___ Source extract ___

I do accept the spirit of my friend's statement, enthusiastically. I believe in fresh beginnings and new seasons and returns to life and good intentions.

And so, on this fresh morning of 2021, I hereby proclaim the intention of capturing more reflections at, or before, or around dawn, recalling Thoreau's definition: "morning is when I am awake and there is a dawn in me." So, that's a good intention I can fulfill at any hour of the day or night. Being a morning person, though, I'd best intend to get up and doing first thing. 

One happy discovery of 2020 was that my dogs are not morning persons, they're perfectly content to wait for me to finish my coffee and my typing before we venture out. Especially on a rainy day. Oddly, it's supposed to be 72 degrees here later, when the rain stops. We'll wait, as I proclaim my good intentions. 

I've noted another good intention, to follow Peter Singer's advice and resolve to be a better person. As Henry says, "moral reform is the effort to throw off sleep." Waking up, in the Singer sense of moral reform, means in part deliberately not participating in the consumer economy in the usual way. No more impulse buys, fewer gratuitous and doomed stabs at immediate material gratification, more deliberation about how to do the most good with finite discretionary resources.

I was more diligent in 2020 about private journaling, recalling Emerson's instigating question to young Thoreau: "What are you doing now? Do you keep a journal?" So I make my first entry to-day. HDT, Oct 22, 1837. In 2021 I intend to be more diligent still, after seeing Madeleine L'Engle's smart words on the subject:

If you want to write, you need to keep an honest, unpublishable journal that nobody reads, nobody but you. Where you just put down what you think about life, what you think about things, what you think is fair and what you think is unfair. And second, you need to read. You can't be a writer if you're not a reader. It's the great writers who teach us how to write. The third thing is to write. Just write a little bit every day. Even if it's for only half an hour — write, write, write.

___

▶ Exercise tasks:
1/ According to the new-year reflection, how did Thoreau define morning?
2/ Sum up the new-year reflection in two sentences.
3/ Pick up the new-year reflection after its final sentence and keep writing.

___ Extracted records ___

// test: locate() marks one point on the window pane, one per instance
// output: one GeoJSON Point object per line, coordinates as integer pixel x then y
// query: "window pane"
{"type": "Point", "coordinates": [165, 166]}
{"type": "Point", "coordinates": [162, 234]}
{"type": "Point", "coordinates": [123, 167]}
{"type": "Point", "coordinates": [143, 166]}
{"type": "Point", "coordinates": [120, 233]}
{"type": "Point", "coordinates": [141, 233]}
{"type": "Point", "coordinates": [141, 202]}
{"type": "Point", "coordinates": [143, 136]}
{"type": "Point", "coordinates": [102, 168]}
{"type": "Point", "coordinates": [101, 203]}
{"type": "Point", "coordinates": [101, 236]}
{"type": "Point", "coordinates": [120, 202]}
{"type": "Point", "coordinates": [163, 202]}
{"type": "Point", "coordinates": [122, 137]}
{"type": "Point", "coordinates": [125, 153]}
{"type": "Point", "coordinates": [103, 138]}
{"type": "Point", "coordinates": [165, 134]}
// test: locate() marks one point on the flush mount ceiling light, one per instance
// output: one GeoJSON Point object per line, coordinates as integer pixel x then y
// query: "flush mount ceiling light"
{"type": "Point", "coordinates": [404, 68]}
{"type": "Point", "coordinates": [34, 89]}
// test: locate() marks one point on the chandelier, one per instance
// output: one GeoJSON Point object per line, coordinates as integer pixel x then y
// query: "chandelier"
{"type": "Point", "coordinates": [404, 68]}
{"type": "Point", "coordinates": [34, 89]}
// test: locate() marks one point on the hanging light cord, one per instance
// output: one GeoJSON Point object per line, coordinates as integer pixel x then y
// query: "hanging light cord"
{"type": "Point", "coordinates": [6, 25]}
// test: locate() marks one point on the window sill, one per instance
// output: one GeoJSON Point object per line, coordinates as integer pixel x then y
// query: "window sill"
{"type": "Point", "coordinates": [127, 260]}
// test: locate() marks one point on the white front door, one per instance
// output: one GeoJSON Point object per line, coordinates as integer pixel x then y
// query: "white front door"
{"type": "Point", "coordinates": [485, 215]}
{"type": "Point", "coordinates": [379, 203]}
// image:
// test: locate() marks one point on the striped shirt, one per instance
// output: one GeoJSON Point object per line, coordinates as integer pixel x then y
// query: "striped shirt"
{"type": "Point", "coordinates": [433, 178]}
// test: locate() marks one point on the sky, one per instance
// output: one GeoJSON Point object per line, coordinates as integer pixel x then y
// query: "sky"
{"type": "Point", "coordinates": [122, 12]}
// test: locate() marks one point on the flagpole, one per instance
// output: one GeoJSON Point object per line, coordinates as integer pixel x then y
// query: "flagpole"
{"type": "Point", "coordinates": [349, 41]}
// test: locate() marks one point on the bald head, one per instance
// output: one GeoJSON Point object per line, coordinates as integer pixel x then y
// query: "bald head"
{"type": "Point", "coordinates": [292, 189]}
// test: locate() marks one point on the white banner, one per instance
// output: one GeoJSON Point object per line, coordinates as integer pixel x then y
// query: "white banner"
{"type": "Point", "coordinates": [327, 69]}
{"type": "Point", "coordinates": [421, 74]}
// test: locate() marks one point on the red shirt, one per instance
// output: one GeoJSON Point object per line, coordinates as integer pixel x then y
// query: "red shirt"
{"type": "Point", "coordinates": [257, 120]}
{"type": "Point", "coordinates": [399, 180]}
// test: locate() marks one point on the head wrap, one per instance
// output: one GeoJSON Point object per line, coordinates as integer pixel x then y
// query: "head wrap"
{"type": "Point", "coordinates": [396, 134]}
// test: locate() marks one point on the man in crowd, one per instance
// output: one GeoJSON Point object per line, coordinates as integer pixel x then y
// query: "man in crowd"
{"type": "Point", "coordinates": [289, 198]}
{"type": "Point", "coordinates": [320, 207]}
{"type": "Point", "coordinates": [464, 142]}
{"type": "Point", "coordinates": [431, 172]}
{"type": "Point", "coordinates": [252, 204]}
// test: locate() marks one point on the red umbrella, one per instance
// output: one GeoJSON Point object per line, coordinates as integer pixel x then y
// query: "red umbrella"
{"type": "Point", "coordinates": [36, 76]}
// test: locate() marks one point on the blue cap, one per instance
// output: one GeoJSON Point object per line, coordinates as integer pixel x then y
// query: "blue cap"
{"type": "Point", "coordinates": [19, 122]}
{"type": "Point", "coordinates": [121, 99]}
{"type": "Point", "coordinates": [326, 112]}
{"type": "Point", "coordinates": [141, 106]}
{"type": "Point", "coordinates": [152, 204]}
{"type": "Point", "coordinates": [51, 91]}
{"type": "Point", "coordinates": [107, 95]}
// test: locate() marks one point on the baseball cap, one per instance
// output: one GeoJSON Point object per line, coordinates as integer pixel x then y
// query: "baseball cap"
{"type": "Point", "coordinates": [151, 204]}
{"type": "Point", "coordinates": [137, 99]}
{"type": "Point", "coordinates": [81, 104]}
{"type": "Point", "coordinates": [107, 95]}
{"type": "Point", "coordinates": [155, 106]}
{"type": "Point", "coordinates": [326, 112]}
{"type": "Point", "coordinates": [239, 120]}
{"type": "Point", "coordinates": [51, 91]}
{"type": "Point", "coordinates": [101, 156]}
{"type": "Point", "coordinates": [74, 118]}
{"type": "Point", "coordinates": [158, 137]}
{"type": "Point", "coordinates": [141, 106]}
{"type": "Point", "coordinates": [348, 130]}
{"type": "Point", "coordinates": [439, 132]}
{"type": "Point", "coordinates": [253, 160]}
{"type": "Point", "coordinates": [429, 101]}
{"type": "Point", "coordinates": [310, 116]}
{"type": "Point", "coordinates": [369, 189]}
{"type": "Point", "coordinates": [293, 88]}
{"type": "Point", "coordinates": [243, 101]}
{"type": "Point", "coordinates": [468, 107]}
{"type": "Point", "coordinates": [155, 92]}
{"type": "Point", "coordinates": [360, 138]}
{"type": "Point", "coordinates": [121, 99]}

___

▶ Exercise answers:
1/ Morning is when he is awake and there is a dawn in him.

2/ At the start of 2021, the writer resolves to record more reflections at or around dawn and to become a better person by avoiding impulse buys and thinking harder about how to do the most good with limited discretionary resources. After keeping a private journal more diligently in 2020, the writer plans to be more diligent still, prompted by Madeleine L'Engle's advice that writers should keep an honest private journal, read, and write a little every day.

3/
That's another intention: read more, and more variously, to feed the impulse to "write, write, write... every day."

Henry again: “No day will have been wholly misspent, if one sincere, thoughtful page has been written.”

And while I'm rehearsing inspirational homilies on this latest Day 1, here are some more I've found emboldening in the past.

  • “Show up, show up, show up, and after a while the muse shows up, too.”-Isabel Allende
  • “A small daily task, if it be really daily, will beat the labors of a spasmodic Hercules…” -Anthony Trollope
  • “I always write a thing first and think about it afterwards, because the easiest way to have consecutive thoughts is to start putting them down.”-E.B. White, who also said
  • "I arise in the morning torn between a desire to improve the world and a desire to enjoy the world. This makes it hard to plan the day."
Above all, as the pandemic and pusillanimous partisan nastiness persist into this new year:
  • "Keep your health, your splendid health. It's worth all the truths in the firmament." William James
And so, in service of bodily, spiritual, intellectual, and emotional health,  my most urgent homiletic advice to myself and anyone else who'll listen:
  • Just keep moving.
Which I'll heed as soon as the rain abates and the pooches stir.